(Point localization data)
*** Block opens ***

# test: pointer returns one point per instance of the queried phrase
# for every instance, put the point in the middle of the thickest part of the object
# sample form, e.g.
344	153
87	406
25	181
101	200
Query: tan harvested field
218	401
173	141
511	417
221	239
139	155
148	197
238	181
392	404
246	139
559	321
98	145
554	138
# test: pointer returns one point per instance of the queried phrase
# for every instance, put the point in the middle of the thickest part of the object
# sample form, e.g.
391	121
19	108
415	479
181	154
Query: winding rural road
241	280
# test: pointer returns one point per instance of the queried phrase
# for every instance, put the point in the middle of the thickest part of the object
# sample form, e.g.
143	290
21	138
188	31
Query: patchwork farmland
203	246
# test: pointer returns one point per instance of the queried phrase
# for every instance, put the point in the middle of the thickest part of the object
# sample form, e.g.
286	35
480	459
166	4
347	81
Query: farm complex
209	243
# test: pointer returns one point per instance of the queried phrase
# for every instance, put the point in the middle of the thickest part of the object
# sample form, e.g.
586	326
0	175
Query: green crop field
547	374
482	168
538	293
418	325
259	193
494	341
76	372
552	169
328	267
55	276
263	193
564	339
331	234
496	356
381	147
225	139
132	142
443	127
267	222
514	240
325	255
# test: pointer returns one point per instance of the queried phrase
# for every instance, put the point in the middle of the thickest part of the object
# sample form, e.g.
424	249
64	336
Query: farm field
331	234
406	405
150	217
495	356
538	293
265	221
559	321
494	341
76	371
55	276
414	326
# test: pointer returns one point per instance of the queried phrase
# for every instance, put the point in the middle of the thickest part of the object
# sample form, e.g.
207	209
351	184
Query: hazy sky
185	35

*** Block closes ***

*WHAT YOU WILL DO*: An exact copy of every record is needed; write it out in full.

*EXPECTED ANSWER*:
# test: pointer returns one point per instance of the queried phrase
# for every instance, put the point in the middle of the thickest part of the object
# sample form, e.g.
344	153
87	406
25	181
101	200
Query: tan harvested field
218	401
173	141
511	417
221	239
139	155
148	197
238	181
392	404
246	139
559	321
98	145
554	138
# test: pointer returns one point per instance of the queried phrase
# for every instance, put the point in the middle of the thickest part of the object
# sample form, e.g.
391	121
19	108
415	479
181	154
Query: winding rural road
241	280
# test: pointer returns one point per instance of the queried phrase
# for every instance, put the point in the middle of the thickest part of the object
# sample form, e.g.
143	290
21	138
188	31
Query: patchwork farmland
203	246
# test: pointer returns one point per instance of the queried phrase
# for every instance, put the point in the middle of the thickest part of the object
# sample form, e.g.
286	35
480	459
166	4
347	81
Query: farm complex
209	243
# test: pointer returns one point per instance of the queried phrase
# for every instance, put the point in the middle of the thickest part of the object
# sample form, e.g.
586	326
0	175
Query: green crop field
547	374
482	168
538	293
418	325
259	193
494	341
76	372
552	169
328	267
55	276
263	193
564	339
331	234
496	356
381	147
225	139
132	142
443	127
267	222
514	240
325	255
# test: pointer returns one point per instance of the queried phrase
# for every instance, put the point in the middle of the thickest part of the object
# sample form, e.g.
424	249
64	336
Query: farm field
331	234
406	405
150	217
495	356
538	293
265	221
559	321
494	341
76	371
55	276
414	326
# test: pointer returns one point per instance of the queried phrase
# for every instance, put the point in the middle of the thickest part of the object
# sample form, e.g.
207	209
351	184
Query: hazy sky
185	35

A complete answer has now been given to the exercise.